■ What to do
Write the line that contains "of the vase" and each one after it, word for word, ending with the final line of the data.

■ Dataset records
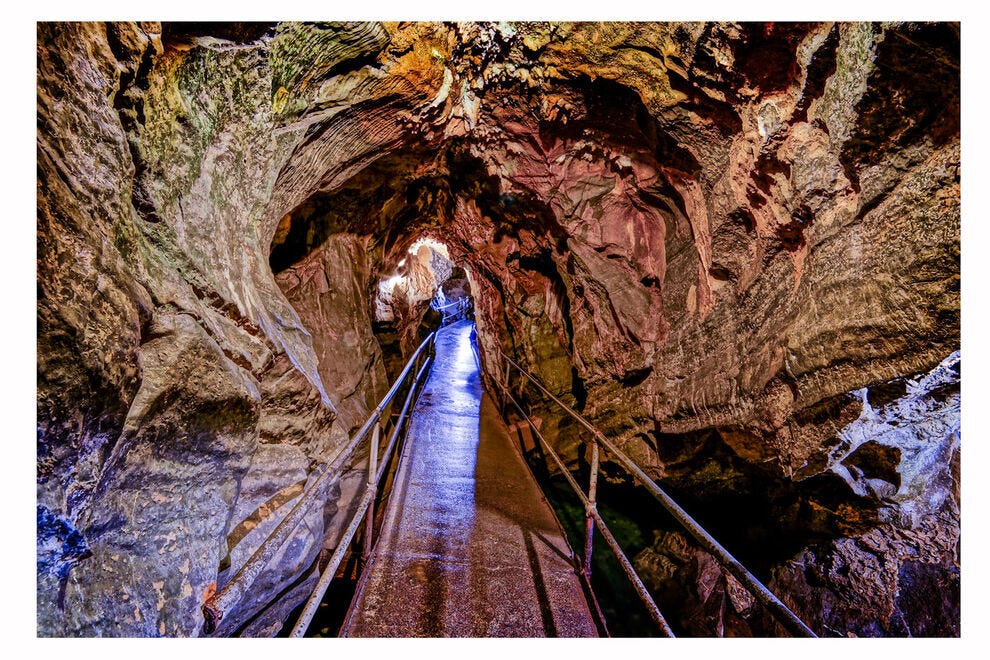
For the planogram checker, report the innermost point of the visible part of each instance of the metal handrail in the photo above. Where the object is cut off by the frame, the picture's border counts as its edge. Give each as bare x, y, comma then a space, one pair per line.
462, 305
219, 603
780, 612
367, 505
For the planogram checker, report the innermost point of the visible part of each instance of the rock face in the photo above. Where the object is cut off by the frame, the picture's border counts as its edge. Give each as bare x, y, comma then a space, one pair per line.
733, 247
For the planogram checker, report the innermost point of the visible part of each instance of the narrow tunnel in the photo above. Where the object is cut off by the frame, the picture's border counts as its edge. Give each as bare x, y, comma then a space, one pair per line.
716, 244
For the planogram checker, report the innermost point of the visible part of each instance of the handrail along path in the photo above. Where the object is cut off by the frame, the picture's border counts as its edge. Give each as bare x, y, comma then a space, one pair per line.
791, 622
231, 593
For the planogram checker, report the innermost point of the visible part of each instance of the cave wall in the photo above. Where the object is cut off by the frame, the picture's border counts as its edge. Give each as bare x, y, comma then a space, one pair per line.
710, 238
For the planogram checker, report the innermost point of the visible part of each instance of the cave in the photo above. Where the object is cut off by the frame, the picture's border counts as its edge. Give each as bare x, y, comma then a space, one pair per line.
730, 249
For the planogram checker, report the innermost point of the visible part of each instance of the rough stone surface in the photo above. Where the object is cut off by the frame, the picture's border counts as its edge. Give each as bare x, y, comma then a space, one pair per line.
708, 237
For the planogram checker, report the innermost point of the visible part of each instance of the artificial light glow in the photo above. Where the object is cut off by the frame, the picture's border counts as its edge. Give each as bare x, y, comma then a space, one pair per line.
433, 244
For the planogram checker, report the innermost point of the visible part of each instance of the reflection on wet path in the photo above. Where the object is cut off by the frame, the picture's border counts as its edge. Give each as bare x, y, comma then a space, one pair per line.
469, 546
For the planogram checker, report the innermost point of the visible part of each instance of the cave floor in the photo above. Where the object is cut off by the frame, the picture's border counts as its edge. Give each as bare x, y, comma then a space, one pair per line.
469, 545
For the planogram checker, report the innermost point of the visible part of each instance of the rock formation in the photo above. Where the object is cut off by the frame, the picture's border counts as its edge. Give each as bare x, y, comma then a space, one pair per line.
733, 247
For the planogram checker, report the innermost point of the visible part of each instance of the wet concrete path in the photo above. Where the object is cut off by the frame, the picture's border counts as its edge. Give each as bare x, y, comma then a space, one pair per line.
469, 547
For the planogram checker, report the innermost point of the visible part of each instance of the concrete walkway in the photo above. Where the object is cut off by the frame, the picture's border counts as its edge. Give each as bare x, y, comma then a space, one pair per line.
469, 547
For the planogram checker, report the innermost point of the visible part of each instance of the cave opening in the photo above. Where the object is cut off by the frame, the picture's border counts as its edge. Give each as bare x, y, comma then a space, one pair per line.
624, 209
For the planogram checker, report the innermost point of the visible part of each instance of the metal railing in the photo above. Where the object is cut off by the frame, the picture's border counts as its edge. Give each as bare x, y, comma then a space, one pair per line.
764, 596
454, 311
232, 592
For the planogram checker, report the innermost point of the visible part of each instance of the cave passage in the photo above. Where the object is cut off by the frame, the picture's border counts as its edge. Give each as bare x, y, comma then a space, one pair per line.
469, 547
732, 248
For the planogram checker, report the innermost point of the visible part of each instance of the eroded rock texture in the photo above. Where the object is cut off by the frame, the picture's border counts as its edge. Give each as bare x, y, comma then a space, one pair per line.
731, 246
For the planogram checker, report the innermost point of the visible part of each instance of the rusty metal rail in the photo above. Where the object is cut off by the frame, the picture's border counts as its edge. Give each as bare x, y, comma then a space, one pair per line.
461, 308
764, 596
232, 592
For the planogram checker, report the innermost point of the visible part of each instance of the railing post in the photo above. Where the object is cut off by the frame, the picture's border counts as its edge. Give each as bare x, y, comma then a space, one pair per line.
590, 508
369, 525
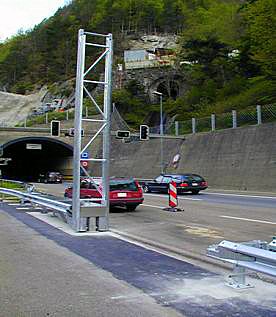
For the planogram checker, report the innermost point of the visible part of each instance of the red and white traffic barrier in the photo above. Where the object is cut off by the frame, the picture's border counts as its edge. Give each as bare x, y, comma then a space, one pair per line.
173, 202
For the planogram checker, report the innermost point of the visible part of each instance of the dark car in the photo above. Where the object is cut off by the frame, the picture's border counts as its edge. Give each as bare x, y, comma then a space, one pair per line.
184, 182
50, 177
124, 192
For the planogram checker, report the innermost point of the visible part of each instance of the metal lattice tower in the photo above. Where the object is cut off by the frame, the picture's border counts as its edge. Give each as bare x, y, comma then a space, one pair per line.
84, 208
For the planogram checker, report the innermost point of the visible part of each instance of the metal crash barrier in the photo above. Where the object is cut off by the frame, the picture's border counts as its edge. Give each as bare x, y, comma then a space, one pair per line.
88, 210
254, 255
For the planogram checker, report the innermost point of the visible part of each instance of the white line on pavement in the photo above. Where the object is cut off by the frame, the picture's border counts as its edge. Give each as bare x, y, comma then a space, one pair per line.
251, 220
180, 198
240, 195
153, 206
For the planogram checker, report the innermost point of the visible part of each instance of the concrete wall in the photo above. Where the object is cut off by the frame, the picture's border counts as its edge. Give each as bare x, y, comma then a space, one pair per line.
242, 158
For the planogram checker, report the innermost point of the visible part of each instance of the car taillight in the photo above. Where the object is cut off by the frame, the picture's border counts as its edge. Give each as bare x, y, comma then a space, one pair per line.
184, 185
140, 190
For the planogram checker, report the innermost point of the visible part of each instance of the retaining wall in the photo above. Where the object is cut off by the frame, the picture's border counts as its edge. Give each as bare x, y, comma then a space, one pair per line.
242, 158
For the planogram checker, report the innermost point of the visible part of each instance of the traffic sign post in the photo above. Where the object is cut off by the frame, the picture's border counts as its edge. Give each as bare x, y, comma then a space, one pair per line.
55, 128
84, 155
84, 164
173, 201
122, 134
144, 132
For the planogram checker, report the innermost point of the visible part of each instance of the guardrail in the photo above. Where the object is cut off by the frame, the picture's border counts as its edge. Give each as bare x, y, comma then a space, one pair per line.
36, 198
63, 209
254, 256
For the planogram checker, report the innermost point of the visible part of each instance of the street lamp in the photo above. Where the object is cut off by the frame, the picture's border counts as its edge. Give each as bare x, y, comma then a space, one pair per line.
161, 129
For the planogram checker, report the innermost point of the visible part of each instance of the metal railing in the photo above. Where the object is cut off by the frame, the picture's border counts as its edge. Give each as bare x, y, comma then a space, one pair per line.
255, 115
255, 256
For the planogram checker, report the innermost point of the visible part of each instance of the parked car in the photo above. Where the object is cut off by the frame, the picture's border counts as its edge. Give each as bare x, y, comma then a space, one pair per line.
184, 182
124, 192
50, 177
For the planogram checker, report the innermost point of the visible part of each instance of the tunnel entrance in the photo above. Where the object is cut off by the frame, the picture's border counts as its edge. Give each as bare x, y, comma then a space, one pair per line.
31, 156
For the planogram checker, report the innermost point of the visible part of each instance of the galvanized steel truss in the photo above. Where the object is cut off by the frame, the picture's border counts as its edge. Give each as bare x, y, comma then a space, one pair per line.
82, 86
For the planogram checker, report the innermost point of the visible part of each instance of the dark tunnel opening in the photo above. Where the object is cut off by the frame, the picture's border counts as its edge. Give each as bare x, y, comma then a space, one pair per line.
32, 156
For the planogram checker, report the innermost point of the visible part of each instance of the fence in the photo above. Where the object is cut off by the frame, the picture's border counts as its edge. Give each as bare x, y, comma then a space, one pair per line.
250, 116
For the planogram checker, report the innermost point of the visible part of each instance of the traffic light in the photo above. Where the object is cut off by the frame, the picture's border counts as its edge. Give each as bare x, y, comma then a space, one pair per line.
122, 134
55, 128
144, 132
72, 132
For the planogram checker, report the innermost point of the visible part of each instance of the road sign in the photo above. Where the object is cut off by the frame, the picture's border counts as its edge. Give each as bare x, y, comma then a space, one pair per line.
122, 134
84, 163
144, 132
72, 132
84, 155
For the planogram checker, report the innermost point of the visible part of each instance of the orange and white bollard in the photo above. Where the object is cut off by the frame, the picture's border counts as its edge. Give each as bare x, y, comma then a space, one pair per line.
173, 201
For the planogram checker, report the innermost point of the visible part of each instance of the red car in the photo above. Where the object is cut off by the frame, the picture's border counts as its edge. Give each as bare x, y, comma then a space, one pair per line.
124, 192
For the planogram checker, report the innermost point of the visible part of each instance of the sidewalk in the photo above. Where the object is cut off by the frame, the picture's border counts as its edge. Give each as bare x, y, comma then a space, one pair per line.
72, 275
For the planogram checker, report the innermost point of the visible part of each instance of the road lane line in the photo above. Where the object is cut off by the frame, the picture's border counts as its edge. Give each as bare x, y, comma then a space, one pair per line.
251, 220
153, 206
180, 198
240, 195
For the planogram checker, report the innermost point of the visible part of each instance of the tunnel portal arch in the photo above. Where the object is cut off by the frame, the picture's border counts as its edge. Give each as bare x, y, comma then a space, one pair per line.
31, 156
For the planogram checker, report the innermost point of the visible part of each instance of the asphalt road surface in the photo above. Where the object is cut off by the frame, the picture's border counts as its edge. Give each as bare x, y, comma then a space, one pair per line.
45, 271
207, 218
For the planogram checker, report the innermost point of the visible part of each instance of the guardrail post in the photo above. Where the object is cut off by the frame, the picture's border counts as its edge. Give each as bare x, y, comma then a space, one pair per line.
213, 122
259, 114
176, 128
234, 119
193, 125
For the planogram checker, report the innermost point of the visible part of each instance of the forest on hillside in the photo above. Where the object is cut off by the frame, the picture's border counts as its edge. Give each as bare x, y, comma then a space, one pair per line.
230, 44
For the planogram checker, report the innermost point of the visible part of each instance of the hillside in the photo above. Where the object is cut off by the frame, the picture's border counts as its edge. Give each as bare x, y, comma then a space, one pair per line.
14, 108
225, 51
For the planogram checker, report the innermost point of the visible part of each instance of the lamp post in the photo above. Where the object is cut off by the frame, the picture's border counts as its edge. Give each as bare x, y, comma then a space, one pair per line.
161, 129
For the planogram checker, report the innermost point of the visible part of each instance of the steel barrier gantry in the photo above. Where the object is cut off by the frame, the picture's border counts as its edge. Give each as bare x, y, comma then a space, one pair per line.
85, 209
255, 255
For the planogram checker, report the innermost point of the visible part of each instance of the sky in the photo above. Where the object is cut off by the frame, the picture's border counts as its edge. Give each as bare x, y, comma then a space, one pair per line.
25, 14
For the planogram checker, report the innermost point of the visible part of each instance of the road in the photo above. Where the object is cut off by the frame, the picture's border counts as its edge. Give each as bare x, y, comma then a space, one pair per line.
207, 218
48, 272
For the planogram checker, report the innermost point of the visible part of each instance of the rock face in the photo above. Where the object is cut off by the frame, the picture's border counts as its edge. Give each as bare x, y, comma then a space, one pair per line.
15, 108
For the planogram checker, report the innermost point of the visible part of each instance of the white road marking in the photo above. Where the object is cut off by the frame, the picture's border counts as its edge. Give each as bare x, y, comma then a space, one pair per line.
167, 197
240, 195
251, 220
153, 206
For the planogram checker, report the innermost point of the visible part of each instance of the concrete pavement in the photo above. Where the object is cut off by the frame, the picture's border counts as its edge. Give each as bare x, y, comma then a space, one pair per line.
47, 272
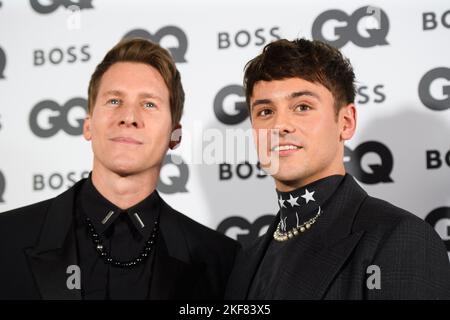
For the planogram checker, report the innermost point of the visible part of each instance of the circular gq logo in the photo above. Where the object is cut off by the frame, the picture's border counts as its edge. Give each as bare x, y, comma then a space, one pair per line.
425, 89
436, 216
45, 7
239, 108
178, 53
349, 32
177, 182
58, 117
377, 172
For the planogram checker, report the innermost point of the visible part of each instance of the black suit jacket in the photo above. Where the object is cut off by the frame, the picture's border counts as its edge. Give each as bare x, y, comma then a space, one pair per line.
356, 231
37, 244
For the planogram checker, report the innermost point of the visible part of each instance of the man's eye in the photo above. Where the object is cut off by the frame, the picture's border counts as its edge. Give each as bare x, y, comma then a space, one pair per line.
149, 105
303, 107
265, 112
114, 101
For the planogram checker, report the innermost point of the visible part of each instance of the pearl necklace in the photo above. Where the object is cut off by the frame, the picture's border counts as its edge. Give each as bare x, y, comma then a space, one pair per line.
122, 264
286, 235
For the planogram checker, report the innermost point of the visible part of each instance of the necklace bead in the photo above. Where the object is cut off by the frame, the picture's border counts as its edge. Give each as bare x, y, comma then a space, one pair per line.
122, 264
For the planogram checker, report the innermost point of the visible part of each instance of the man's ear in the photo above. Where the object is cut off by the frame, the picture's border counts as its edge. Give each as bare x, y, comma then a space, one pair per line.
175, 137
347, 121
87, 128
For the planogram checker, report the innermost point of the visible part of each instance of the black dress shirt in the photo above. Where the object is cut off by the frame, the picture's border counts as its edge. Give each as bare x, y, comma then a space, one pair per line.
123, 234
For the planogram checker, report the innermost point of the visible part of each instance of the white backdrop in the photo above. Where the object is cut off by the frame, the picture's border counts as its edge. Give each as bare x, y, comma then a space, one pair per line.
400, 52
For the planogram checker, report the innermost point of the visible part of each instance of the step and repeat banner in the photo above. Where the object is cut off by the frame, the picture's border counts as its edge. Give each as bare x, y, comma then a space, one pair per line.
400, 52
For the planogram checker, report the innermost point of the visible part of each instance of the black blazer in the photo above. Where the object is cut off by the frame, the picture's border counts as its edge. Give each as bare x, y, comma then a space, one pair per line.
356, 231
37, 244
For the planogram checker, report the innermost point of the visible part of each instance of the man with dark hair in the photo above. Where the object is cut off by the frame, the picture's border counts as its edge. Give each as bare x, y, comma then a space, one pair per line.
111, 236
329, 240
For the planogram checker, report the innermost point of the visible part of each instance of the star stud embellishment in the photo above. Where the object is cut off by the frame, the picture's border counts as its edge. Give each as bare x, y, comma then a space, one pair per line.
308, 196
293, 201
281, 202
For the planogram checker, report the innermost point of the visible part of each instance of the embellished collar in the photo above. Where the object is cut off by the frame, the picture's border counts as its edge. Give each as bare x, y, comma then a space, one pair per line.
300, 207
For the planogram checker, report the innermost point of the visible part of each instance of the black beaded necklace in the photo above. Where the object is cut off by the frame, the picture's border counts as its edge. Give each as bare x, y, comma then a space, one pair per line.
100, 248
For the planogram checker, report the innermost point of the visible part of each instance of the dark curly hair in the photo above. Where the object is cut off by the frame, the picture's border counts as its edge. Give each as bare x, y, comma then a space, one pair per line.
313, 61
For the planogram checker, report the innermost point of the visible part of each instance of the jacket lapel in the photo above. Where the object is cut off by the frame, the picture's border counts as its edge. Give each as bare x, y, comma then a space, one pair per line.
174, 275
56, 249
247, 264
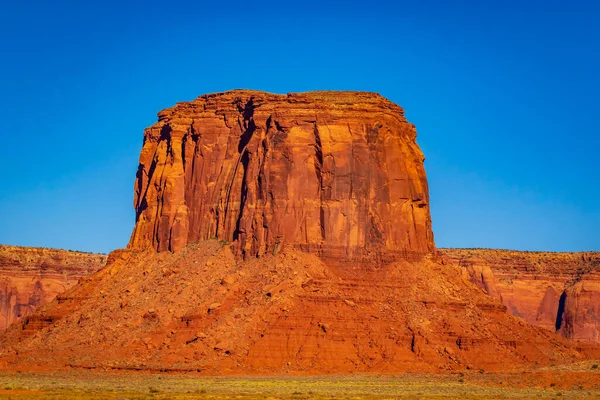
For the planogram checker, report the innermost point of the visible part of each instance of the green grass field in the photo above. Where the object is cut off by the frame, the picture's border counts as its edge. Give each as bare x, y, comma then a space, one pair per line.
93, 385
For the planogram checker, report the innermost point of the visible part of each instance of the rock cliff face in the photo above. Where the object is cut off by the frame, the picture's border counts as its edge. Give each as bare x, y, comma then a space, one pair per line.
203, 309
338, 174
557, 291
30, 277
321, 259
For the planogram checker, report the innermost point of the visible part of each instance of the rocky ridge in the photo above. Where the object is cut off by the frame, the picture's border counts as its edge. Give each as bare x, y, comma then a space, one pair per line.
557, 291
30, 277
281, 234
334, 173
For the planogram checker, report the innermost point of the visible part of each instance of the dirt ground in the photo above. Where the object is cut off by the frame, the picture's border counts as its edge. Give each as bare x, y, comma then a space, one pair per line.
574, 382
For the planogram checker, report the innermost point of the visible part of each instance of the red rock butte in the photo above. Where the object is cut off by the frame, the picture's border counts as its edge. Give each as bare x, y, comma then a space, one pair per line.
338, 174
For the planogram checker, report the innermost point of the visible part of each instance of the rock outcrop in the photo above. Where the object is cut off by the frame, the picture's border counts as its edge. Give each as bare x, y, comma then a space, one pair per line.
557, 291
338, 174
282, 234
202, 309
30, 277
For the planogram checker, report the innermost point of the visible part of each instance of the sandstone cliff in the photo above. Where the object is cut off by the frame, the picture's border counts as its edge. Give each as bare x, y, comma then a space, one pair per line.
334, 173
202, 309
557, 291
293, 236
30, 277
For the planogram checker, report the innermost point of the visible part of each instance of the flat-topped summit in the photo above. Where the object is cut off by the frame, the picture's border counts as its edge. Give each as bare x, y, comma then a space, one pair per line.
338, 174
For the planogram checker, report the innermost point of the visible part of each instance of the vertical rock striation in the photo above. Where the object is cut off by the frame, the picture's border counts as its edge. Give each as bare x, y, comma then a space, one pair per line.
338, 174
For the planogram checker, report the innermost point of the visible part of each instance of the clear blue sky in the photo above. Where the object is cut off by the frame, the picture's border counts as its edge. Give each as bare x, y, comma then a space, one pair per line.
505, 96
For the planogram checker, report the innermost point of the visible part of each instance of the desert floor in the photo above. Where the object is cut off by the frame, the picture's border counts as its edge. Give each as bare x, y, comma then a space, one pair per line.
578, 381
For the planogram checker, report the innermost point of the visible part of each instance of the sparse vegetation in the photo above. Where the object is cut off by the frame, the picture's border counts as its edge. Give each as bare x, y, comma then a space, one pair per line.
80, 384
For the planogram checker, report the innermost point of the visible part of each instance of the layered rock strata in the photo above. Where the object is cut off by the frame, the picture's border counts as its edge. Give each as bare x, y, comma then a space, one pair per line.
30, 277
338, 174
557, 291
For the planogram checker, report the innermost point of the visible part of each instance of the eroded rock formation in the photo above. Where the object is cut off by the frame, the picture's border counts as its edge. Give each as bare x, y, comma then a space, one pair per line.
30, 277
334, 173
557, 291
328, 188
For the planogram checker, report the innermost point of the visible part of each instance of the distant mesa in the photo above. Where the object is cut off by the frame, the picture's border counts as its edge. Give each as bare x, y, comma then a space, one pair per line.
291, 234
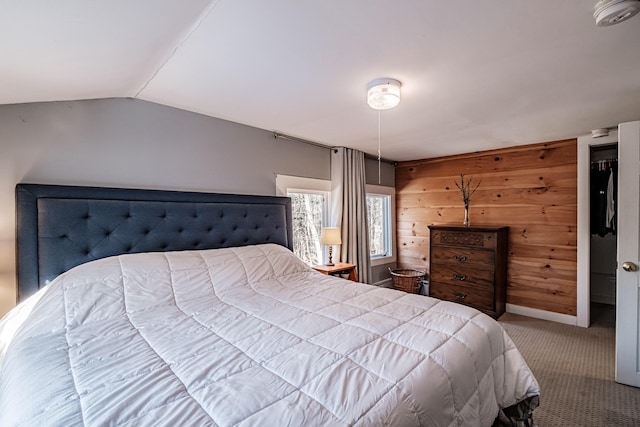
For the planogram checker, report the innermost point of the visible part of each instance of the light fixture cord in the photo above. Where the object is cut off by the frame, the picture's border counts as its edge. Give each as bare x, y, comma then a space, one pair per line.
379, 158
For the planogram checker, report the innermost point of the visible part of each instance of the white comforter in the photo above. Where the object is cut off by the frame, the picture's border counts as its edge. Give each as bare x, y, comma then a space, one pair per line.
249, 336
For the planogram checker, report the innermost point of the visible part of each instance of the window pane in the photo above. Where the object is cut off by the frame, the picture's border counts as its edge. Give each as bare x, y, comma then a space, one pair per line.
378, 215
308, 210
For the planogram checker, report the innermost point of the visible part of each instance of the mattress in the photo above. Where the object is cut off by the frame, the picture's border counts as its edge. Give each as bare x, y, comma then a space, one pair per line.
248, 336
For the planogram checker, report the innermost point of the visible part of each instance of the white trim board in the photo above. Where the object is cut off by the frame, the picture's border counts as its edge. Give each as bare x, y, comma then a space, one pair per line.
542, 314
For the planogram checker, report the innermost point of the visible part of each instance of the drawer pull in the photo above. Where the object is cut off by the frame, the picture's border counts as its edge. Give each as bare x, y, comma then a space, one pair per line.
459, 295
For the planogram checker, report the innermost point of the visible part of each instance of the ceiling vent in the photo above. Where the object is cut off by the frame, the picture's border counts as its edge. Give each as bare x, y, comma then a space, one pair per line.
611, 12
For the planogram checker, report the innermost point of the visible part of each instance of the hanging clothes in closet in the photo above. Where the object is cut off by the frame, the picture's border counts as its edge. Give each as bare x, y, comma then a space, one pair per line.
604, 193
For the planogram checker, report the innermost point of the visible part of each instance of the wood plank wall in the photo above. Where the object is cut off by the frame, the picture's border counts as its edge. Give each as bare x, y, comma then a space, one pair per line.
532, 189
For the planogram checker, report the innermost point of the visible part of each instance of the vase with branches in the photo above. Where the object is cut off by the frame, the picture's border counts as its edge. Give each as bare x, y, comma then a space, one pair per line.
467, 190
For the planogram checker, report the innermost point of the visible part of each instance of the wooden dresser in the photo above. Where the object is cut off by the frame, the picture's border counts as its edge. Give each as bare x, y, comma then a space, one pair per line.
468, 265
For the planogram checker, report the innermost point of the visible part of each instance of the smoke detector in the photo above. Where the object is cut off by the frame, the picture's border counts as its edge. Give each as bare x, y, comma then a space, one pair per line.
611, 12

■ Output below
For the planogram checker, report the innermost point of the visible part of each instance of the vase with branches in the photo above. Where the object is cut off by the frame, the picture's border counts as its edge. Give each as bare x, y, comma then a space, one pair per line.
467, 190
For the planogram checker, report the innermost point of the visible part of each instance of the wooden dresser in the photo above. Where the object is cut off by the frame, the picture's border counts as its edge. Give each as bare x, y, comma then a space, one pair per line.
468, 265
For the planogram checker, report the innermost point of the visible part of each instance of the smoke detector in the photo above. Where the object is cut off by the frame, the picture's border counts as its edge. Give each as bare x, y, comma then a space, one pair per line.
611, 12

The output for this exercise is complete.